_Quoted text_
****************
The zipped folder can be unzipped as follows:



In [None]:
!unzip "/content/AbortionData.zip" -d "/content"

Next, you will use the text_dataset_from_directory utility to create a labeled tf.data.Dataset. tf.data is a powerful collection of tools for working with data.

When running a machine learning experiment, it is a best practice to divide your dataset into three splits: train, validation, and test.

The IMDB dataset has already been divided into train and test, but it lacks a validation set. Let's create a validation set using an 80:20 split of the training data by using the validation_split argument below.


In [None]:
batch_size = 32
seed = 42

raw_train_ds = tf.keras.utils.text_dataset_from_directory(
    '/content/AbortionData/train',
    batch_size=batch_size,
    validation_split=0.1,
    subset='training',
    seed=seed
)


As you can see above, of the samples available in the training folder, you will use 80% for training. As you will see in a moment, you can train a model by passing a dataset directly to model.fit. If you're new to tf.data, you can also iterate over the dataset and print out a few examples as follows.
****************
_Supplied records_

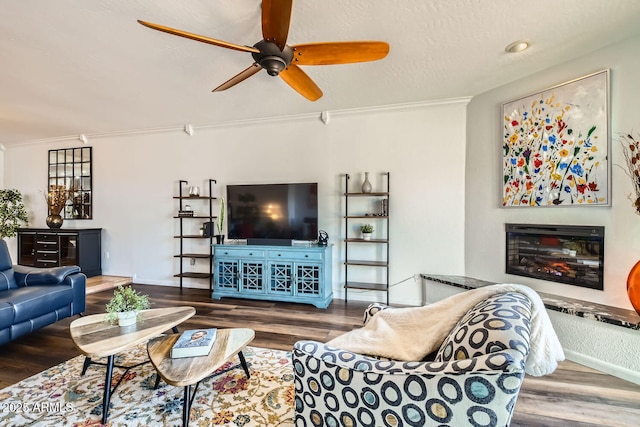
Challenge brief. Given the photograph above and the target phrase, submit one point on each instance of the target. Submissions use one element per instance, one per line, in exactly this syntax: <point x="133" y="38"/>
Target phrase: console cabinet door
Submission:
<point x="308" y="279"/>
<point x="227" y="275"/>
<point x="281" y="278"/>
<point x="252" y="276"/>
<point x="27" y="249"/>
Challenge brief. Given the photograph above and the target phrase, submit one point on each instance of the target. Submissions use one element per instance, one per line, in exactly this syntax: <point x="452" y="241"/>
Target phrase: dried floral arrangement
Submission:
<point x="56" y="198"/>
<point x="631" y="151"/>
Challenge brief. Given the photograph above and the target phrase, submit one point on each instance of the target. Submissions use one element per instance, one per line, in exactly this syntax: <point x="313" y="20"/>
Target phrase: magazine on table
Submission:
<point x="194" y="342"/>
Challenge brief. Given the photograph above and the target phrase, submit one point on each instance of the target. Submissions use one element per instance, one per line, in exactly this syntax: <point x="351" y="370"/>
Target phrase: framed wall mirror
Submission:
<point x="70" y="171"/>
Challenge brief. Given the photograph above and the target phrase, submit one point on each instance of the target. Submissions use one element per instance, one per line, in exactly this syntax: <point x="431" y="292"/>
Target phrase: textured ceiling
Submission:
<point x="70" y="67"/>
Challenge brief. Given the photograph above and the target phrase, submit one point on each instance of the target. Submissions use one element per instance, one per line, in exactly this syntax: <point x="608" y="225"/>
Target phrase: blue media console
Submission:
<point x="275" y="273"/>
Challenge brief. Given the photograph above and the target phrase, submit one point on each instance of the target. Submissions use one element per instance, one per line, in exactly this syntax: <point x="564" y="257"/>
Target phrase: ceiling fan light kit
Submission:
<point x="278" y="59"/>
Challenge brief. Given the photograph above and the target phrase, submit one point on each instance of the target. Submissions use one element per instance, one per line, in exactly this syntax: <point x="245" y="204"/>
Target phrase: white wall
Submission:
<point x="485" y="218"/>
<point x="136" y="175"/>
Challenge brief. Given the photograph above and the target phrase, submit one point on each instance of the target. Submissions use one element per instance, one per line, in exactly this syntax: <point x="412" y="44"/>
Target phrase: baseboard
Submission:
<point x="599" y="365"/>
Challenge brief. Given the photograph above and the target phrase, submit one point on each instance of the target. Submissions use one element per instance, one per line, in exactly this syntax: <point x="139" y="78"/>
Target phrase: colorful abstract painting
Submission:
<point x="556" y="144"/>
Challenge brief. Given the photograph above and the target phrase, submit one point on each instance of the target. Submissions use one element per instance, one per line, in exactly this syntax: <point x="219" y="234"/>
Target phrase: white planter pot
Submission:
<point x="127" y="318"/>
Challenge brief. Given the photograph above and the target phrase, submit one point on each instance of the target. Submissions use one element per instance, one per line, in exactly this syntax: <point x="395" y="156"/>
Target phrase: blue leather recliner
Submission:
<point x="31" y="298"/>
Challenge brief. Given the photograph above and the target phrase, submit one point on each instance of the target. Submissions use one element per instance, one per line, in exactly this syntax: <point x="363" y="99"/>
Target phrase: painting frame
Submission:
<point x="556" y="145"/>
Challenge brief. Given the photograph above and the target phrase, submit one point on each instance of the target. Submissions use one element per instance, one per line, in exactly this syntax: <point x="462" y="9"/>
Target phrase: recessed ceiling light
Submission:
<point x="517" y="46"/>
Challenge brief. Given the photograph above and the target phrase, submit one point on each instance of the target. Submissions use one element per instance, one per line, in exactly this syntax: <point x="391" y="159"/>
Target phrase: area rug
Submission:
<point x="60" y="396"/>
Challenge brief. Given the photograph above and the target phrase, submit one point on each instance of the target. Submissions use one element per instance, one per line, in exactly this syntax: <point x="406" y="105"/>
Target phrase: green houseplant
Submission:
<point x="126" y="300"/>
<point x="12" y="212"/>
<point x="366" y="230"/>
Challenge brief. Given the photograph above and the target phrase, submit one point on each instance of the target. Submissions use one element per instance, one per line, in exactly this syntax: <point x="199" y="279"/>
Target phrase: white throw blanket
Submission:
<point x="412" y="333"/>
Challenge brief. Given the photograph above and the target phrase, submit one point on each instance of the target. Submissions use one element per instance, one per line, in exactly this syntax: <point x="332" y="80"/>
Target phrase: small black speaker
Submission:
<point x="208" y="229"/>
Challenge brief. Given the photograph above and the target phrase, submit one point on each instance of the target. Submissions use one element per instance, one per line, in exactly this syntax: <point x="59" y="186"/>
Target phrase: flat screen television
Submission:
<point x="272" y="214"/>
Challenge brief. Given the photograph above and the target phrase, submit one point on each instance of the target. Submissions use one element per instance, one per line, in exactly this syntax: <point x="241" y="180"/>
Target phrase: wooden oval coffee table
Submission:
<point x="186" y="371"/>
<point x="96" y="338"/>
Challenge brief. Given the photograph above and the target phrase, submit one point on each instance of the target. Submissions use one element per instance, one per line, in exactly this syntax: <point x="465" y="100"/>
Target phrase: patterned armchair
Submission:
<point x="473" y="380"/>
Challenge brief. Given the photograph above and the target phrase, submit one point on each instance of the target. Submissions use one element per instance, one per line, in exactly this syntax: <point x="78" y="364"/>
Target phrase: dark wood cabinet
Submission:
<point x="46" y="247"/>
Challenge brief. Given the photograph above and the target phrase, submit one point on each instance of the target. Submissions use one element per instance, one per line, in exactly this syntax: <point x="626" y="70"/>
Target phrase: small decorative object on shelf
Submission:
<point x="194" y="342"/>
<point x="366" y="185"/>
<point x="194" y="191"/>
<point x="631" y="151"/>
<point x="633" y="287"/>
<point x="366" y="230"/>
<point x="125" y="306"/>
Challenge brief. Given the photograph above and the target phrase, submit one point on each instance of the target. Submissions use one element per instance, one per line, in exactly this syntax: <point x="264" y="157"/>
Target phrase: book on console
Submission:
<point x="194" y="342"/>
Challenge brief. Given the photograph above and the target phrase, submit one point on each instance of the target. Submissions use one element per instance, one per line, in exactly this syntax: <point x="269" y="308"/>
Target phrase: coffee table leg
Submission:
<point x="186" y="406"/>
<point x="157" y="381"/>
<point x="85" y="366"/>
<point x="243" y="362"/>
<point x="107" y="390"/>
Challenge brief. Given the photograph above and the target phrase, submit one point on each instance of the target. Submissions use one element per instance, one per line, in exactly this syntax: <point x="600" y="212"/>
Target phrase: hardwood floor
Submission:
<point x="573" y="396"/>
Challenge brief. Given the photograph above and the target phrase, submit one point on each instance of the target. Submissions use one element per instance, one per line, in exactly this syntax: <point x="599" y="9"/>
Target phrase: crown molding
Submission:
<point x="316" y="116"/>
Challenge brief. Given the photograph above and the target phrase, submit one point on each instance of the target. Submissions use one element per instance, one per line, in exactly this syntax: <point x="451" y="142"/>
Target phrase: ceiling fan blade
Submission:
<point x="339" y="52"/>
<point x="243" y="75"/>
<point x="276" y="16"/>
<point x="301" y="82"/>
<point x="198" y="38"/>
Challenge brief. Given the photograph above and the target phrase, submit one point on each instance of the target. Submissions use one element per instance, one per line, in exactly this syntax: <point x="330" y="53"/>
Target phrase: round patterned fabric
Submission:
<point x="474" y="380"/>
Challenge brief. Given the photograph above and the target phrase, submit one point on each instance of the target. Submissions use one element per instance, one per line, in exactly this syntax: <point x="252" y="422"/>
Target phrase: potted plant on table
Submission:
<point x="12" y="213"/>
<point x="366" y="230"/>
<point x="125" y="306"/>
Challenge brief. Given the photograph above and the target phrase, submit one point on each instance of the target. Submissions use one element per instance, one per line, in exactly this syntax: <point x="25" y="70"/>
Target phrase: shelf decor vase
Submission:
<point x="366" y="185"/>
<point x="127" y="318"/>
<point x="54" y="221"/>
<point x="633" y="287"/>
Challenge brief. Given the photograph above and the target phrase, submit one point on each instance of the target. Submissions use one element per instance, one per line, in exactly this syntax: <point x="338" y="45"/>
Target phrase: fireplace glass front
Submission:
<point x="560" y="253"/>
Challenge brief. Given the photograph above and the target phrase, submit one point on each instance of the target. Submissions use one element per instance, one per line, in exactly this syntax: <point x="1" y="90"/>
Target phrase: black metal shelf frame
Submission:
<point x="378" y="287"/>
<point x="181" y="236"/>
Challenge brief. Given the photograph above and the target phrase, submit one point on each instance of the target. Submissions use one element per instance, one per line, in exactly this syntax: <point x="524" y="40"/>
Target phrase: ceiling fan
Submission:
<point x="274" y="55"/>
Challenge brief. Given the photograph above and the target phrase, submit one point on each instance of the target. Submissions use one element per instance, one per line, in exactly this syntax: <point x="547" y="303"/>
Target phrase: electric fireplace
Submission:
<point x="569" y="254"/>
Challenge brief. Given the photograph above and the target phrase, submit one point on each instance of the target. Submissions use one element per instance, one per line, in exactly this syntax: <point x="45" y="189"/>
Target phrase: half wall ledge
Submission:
****************
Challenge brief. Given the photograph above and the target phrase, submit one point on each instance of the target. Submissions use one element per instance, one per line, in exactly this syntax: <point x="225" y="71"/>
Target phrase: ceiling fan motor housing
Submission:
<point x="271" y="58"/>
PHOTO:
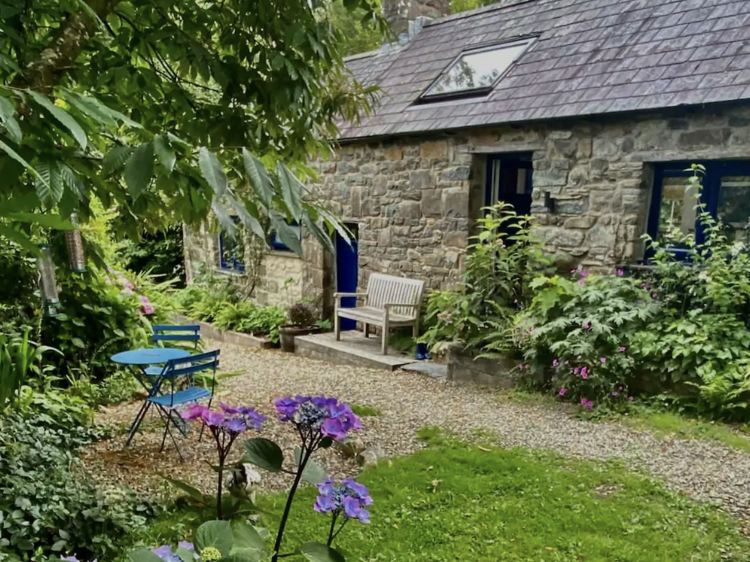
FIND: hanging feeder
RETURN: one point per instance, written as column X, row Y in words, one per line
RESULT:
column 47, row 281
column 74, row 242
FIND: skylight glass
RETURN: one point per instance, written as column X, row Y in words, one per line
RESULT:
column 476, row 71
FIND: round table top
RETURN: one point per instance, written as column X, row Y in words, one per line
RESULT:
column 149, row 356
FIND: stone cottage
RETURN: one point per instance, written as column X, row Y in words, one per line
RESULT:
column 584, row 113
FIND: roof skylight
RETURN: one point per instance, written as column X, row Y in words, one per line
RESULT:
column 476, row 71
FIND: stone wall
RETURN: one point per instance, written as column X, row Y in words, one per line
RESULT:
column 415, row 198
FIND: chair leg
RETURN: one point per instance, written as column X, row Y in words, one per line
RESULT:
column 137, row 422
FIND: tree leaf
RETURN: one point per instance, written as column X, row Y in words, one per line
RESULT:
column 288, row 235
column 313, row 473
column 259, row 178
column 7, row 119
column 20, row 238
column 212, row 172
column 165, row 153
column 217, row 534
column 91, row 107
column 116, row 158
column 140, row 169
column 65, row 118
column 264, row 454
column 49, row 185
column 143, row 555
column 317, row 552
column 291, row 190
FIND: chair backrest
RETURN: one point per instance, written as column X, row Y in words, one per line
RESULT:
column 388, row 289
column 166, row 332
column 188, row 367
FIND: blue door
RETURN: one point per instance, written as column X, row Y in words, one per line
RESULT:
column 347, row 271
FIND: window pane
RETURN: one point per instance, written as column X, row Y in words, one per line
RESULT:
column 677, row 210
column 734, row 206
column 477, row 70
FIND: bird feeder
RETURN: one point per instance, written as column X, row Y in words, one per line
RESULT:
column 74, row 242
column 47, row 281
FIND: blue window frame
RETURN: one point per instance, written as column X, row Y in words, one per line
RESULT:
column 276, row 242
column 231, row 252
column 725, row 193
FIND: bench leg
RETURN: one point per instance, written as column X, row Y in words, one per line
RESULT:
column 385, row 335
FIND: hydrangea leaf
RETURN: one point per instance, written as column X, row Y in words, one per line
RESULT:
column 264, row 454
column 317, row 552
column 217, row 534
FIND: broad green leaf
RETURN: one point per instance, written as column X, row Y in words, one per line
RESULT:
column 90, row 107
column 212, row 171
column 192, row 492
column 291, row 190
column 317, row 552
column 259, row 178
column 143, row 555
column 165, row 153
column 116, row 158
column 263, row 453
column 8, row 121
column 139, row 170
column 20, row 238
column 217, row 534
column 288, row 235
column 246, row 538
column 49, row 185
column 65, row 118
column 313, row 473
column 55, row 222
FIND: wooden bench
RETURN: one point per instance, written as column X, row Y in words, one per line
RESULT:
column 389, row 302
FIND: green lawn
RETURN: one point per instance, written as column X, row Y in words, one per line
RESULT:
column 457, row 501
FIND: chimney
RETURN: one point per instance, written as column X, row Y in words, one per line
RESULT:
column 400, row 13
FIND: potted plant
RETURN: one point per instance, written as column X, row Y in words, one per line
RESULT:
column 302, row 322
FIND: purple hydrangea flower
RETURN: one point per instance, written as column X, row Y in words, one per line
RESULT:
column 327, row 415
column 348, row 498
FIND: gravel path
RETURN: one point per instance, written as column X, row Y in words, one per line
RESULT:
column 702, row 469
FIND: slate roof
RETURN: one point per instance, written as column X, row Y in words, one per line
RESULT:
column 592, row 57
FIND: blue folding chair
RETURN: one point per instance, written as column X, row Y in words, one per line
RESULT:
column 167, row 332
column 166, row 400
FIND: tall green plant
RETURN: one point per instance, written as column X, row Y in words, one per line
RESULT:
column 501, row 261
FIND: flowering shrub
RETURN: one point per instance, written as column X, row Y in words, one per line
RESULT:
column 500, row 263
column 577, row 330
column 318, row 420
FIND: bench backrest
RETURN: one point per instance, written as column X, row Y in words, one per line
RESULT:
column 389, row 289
****************
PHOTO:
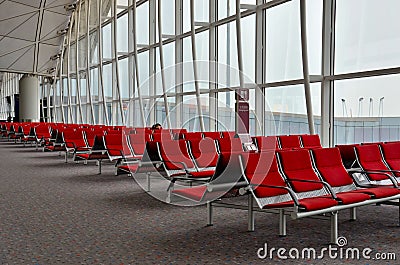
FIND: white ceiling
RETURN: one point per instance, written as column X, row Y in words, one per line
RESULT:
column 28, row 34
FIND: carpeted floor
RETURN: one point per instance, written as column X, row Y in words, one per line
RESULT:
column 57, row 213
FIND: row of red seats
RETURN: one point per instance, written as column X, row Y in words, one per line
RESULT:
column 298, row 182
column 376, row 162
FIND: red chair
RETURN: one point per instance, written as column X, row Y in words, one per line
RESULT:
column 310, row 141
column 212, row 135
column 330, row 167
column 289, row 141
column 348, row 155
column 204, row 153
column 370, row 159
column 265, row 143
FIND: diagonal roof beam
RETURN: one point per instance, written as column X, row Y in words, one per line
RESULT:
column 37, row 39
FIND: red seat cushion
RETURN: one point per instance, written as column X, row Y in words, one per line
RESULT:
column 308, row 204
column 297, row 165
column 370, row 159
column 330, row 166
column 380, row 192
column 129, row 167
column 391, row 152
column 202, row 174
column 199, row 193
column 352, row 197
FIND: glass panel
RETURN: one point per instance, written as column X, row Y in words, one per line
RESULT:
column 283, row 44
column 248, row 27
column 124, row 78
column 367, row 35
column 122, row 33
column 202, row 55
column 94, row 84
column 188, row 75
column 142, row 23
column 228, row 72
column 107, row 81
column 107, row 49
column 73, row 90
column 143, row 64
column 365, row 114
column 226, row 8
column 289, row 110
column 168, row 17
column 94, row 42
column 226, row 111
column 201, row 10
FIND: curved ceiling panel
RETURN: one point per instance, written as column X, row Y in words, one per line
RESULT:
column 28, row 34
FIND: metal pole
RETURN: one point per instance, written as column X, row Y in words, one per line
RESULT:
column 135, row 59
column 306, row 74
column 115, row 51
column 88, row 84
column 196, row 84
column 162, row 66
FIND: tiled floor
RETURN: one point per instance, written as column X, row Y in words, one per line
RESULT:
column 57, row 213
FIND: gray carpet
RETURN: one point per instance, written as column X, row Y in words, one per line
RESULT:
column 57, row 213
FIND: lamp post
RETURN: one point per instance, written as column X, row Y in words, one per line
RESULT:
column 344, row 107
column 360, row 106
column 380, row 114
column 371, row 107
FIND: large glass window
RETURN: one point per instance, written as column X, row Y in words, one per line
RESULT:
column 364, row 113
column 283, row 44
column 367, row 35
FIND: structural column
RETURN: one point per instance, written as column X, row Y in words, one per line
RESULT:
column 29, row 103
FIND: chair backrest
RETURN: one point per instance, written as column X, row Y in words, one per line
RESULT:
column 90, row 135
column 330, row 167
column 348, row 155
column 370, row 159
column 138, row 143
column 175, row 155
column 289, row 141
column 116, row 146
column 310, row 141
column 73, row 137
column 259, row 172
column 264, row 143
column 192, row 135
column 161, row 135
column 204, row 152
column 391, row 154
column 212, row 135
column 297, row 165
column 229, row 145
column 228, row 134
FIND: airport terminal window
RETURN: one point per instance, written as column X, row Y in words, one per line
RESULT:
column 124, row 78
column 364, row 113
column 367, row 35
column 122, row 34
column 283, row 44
****************
_Direction 1_
Translate this sentence from the dataset-loading walkthrough into Spanish: "When running a machine learning experiment, it is a best practice to divide your dataset into three splits: train, validation, and test."
_Direction 2_
From the dataset-loading walkthrough, copy out the stretch from "Next, you will" through "validation_split argument below.".

_Expected output 1_
Al ejecutar un experimento de aprendizaje automático, es una buena práctica dividir tu conjunto de datos en tres particiones: entrenamiento, validación y prueba.

_Expected output 2_
Next, you will use the text_dataset_from_directory utility to create a labeled tf.data.Dataset. tf.data is a powerful collection of tools for working with data.

When running a machine learning experiment, it is a best practice to divide your dataset into three splits: train, validation, and test.

The IMDB dataset has already been divided into train and test, but it lacks a validation set. Let's create a validation set using an 80:20 split of the training data by using the validation_split argument below.